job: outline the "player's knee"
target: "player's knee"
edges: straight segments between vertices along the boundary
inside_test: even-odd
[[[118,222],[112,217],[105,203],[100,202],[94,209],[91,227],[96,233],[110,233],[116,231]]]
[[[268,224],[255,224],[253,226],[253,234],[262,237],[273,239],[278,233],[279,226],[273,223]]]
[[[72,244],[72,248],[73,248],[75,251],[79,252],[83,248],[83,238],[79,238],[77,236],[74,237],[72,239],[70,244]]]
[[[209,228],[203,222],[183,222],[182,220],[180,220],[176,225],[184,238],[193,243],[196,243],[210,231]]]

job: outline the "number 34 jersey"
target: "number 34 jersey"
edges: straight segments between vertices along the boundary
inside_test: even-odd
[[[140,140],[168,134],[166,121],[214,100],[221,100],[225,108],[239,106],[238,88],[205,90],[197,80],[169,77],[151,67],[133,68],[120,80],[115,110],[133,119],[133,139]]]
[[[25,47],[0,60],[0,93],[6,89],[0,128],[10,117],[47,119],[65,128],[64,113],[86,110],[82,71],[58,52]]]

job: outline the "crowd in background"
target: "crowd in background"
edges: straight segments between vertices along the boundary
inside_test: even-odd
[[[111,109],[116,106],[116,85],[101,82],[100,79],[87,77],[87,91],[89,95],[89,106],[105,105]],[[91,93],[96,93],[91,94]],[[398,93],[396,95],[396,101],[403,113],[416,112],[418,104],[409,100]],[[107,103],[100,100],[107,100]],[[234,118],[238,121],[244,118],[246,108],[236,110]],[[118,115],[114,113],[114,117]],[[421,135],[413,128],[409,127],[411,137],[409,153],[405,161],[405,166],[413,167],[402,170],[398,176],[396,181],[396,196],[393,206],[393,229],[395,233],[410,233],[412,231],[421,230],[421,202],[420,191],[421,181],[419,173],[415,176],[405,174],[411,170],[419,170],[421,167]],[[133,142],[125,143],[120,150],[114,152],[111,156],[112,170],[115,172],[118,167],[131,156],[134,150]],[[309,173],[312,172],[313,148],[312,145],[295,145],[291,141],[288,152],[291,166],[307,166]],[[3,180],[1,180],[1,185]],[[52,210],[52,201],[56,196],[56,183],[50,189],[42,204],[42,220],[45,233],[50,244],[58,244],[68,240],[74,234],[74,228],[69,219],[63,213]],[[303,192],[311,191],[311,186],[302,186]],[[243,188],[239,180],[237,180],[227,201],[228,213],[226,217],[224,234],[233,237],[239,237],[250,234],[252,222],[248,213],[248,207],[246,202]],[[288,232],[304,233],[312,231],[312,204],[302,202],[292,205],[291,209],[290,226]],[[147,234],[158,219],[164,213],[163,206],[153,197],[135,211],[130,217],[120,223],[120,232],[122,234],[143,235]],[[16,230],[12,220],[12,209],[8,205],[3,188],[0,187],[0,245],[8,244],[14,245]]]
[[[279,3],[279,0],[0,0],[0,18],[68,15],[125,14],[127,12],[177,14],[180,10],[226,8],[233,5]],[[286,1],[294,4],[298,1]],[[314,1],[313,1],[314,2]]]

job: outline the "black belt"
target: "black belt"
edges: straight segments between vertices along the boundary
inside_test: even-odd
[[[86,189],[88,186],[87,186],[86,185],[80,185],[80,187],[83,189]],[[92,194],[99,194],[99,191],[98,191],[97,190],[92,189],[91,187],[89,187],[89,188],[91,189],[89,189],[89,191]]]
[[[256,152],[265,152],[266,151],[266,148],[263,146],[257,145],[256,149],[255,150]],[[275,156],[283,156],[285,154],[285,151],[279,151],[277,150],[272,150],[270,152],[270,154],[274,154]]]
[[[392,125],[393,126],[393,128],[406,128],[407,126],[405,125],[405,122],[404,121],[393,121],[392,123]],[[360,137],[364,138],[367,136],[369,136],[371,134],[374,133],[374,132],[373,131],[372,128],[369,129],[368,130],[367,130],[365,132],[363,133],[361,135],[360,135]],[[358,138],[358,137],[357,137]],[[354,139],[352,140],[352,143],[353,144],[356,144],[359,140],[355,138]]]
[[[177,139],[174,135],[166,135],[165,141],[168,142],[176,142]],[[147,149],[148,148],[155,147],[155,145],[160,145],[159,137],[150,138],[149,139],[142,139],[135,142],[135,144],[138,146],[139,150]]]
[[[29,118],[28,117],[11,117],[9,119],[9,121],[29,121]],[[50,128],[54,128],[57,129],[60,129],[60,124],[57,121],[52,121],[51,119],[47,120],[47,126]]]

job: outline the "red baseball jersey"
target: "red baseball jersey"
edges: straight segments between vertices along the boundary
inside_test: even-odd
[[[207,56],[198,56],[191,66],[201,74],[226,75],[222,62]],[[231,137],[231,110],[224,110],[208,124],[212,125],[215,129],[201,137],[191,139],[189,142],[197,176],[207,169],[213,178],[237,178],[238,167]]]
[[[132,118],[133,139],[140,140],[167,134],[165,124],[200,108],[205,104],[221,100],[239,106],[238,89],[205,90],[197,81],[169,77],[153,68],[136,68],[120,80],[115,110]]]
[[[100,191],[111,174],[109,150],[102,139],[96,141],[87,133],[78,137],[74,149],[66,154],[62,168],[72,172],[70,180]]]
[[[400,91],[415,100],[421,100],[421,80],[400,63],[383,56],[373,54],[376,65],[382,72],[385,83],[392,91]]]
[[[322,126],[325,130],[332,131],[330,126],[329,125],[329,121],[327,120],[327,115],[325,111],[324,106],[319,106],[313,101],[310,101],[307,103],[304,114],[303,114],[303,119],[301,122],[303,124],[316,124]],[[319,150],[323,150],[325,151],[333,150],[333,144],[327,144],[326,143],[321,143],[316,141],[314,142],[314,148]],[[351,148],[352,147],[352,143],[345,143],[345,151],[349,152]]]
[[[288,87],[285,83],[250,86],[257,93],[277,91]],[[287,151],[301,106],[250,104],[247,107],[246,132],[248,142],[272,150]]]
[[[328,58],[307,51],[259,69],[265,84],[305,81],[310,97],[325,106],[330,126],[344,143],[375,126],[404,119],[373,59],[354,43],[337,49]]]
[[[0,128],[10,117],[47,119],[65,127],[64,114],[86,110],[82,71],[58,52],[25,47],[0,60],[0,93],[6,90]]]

• **Direction**:
Collect each line of the data above that contains the word "outline". Letter case matters.

• **Response to the task**:
job: outline the "player's knee"
job: outline the "number 34 jersey"
job: outline the "crowd in background"
job: outline the "black belt"
job: outline the "red baseball jersey"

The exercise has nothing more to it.